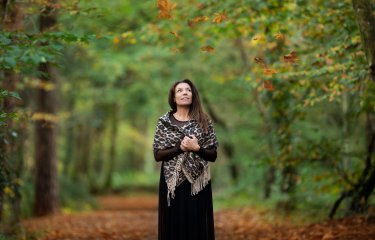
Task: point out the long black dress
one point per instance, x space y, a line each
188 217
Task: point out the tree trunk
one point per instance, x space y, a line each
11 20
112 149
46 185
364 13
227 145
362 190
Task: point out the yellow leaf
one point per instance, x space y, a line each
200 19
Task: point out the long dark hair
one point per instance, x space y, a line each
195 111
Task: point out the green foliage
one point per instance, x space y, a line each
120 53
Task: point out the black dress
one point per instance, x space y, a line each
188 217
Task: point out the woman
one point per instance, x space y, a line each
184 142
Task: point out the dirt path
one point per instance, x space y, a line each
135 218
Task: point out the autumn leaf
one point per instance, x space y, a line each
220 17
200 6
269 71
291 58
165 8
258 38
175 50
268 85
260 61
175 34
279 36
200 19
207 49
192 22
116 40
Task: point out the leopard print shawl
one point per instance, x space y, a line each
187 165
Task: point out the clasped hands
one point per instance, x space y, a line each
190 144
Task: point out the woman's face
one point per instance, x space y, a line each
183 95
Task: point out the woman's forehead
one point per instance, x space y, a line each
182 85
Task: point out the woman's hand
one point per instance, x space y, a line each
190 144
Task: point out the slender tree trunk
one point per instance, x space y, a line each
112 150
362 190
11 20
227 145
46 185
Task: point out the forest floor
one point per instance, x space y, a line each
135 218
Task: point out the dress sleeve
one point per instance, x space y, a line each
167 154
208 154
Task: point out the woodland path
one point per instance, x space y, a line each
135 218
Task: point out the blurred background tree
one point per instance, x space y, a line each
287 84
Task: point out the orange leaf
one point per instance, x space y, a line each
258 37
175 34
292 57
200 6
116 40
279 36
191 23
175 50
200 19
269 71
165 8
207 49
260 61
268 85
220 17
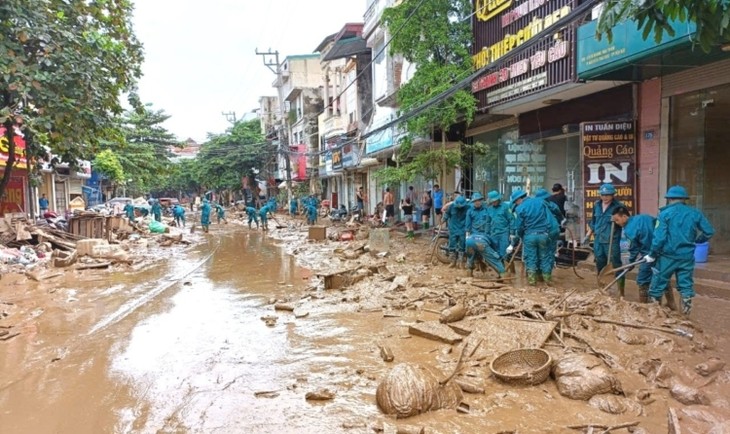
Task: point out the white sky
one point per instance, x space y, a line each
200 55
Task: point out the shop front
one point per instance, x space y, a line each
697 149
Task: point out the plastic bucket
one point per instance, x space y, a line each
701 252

========================

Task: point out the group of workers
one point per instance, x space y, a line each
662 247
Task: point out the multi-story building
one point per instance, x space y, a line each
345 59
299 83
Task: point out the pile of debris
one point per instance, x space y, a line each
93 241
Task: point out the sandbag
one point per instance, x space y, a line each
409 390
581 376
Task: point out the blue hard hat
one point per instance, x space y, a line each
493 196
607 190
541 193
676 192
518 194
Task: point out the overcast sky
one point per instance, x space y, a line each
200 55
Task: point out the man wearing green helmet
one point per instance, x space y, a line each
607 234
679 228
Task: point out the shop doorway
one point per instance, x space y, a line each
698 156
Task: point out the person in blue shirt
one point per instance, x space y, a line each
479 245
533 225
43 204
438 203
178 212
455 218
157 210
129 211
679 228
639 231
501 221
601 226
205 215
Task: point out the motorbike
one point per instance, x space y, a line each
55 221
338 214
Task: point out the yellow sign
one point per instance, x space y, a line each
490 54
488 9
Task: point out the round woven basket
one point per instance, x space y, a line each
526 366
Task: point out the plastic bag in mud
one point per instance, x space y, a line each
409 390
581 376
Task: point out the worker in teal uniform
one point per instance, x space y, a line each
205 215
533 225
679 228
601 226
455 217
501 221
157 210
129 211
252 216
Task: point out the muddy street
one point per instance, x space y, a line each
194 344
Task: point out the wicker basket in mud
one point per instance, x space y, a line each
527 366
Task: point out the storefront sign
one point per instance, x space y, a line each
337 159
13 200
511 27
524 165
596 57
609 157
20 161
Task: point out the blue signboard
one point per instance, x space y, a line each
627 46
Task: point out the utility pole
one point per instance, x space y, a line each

========================

Return each line in the entries above that contains the word "leaf", copied unchanged. Case counts.

* _RESULT OF THIS EXERCISE_:
Task: point out the yellow leaf
Task: point out the autumn leaf
Task: point out the orange leaf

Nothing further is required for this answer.